Swap "keypoint" for "marker" in the entries from the start through the line containing "Target: dresser top", with everything else unchanged, and reproduce those lines without the pictures.

● Rows

--------

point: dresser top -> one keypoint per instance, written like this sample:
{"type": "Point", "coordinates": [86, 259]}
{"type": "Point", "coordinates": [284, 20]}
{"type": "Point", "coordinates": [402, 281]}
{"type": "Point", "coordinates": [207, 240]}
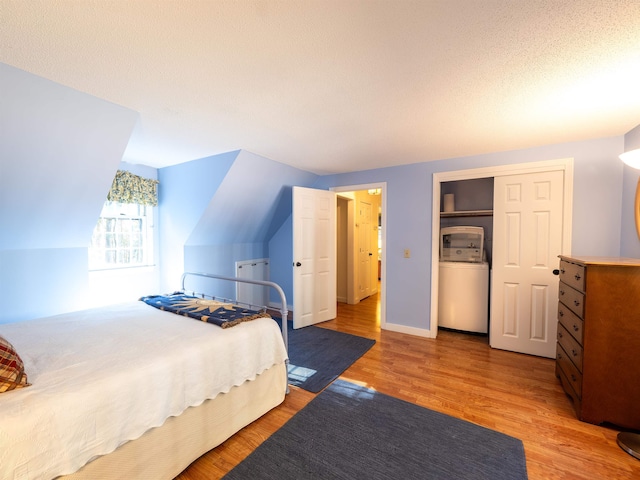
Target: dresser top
{"type": "Point", "coordinates": [589, 260]}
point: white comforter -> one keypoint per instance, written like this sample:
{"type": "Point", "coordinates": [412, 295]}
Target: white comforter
{"type": "Point", "coordinates": [102, 377]}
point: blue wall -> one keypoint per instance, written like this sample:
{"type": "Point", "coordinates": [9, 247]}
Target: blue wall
{"type": "Point", "coordinates": [597, 206]}
{"type": "Point", "coordinates": [234, 203]}
{"type": "Point", "coordinates": [56, 141]}
{"type": "Point", "coordinates": [59, 152]}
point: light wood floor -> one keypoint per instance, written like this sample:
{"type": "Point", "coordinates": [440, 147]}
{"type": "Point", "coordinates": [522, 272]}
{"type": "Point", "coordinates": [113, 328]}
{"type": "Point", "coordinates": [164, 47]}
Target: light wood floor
{"type": "Point", "coordinates": [462, 376]}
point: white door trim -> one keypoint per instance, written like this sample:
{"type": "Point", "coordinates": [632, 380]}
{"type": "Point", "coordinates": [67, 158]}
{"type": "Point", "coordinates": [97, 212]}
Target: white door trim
{"type": "Point", "coordinates": [564, 164]}
{"type": "Point", "coordinates": [383, 253]}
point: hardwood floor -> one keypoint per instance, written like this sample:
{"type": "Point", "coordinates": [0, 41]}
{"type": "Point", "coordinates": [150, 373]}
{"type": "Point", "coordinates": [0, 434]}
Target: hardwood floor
{"type": "Point", "coordinates": [460, 375]}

--------

● Task solution
point: dresser top -> one marker per instance, written like this sample:
{"type": "Point", "coordinates": [86, 259]}
{"type": "Point", "coordinates": [284, 20]}
{"type": "Point", "coordinates": [402, 281]}
{"type": "Point", "coordinates": [207, 240]}
Target: dresser top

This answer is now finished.